───── GIVEN INFORMATION ─────
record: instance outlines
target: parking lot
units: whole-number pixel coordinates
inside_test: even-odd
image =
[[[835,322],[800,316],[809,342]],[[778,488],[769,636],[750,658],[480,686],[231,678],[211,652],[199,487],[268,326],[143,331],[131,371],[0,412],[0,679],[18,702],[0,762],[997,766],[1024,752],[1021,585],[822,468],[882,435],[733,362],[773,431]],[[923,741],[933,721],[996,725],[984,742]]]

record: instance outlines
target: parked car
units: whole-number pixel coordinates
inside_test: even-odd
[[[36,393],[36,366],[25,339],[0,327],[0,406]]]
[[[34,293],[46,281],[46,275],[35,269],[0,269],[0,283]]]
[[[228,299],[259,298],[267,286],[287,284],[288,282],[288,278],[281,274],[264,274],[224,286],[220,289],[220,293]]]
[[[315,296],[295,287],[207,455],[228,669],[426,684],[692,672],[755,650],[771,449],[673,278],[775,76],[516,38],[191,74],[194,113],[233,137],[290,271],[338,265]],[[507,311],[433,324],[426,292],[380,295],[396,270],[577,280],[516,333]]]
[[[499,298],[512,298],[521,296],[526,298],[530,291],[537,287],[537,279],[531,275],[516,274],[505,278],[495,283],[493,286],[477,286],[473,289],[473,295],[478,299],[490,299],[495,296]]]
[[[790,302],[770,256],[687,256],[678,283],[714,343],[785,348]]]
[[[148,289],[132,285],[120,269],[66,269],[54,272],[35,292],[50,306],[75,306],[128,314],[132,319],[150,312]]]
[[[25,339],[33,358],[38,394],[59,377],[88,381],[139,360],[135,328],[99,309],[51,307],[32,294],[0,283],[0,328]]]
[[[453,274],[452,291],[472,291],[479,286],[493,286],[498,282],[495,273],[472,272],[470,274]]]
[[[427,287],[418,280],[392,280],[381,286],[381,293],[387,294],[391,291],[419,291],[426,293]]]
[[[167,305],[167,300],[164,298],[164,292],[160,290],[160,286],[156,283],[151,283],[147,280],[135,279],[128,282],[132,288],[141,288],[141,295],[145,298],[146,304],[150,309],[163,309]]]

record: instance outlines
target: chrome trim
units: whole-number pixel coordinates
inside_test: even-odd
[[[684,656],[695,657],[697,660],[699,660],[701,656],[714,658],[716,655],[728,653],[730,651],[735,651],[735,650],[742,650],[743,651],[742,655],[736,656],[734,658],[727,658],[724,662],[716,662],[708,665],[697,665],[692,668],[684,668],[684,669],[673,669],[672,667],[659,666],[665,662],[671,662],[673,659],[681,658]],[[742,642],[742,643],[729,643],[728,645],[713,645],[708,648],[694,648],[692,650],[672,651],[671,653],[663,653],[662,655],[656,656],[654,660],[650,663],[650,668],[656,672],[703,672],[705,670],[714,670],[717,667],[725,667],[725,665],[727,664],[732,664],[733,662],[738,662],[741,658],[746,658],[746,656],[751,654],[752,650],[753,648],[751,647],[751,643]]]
─────
* **AIM**: Each line must be given again exactly as written above.

* **COMPLETE OUTPUT**:
record: instance outlines
target: parking lot
units: whole-number pixel coordinates
inside_test: even-odd
image =
[[[835,322],[800,316],[809,342]],[[778,488],[769,636],[750,658],[480,686],[231,678],[211,652],[199,487],[268,326],[143,331],[131,371],[0,412],[0,679],[18,702],[0,762],[997,766],[1024,752],[1021,585],[822,468],[882,435],[733,362],[773,431]],[[923,741],[933,721],[996,725],[984,742]]]

record: instance outlines
target: parked car
units: whole-number pixel coordinates
inside_test: even-odd
[[[36,393],[36,366],[25,339],[0,327],[0,406]]]
[[[34,293],[46,281],[46,275],[35,269],[0,269],[0,283]]]
[[[228,299],[259,298],[267,286],[287,284],[288,282],[288,278],[281,274],[264,274],[224,286],[220,289],[220,293]]]
[[[315,296],[295,287],[207,455],[228,669],[426,684],[692,672],[755,650],[771,449],[673,278],[775,76],[516,38],[191,74],[194,113],[233,137],[290,271],[338,265]],[[507,311],[433,324],[426,292],[380,295],[396,270],[577,280],[516,333]]]
[[[499,298],[512,298],[521,296],[526,298],[530,291],[537,287],[537,279],[531,275],[516,274],[505,278],[495,283],[493,286],[477,286],[473,289],[473,295],[478,299],[490,299],[495,296]]]
[[[790,302],[770,256],[687,256],[678,283],[714,343],[785,348]]]
[[[148,289],[132,285],[120,269],[66,269],[54,272],[35,292],[50,306],[75,306],[128,314],[132,319],[150,312]]]
[[[25,339],[33,358],[38,394],[59,377],[88,381],[139,360],[135,328],[99,309],[51,307],[32,294],[0,283],[0,328]]]
[[[453,274],[452,291],[472,291],[479,286],[493,286],[498,282],[495,273],[472,272],[470,274]]]
[[[427,287],[418,280],[392,280],[381,286],[381,293],[387,294],[391,291],[419,291],[426,293]]]
[[[167,305],[167,300],[164,298],[164,292],[160,290],[160,286],[156,283],[151,283],[147,280],[135,279],[128,282],[132,288],[141,288],[141,295],[145,298],[146,304],[150,309],[163,309]]]

record: instance outlines
target: chrome trim
units: whole-number pixel coordinates
inside_test: even-odd
[[[684,656],[695,657],[697,660],[699,660],[701,656],[714,658],[716,655],[728,653],[730,651],[735,651],[735,650],[742,650],[743,651],[742,655],[736,656],[734,658],[727,658],[724,662],[716,662],[708,665],[697,665],[692,668],[684,668],[684,669],[673,669],[672,667],[659,666],[665,662],[671,662],[673,659],[681,658]],[[742,642],[742,643],[729,643],[728,645],[713,645],[708,648],[694,648],[692,650],[672,651],[671,653],[663,653],[662,655],[656,656],[654,660],[650,663],[650,668],[656,672],[703,672],[705,670],[714,670],[717,667],[725,667],[725,665],[727,664],[732,664],[733,662],[738,662],[741,658],[746,658],[746,656],[751,654],[752,650],[753,648],[751,647],[751,643]]]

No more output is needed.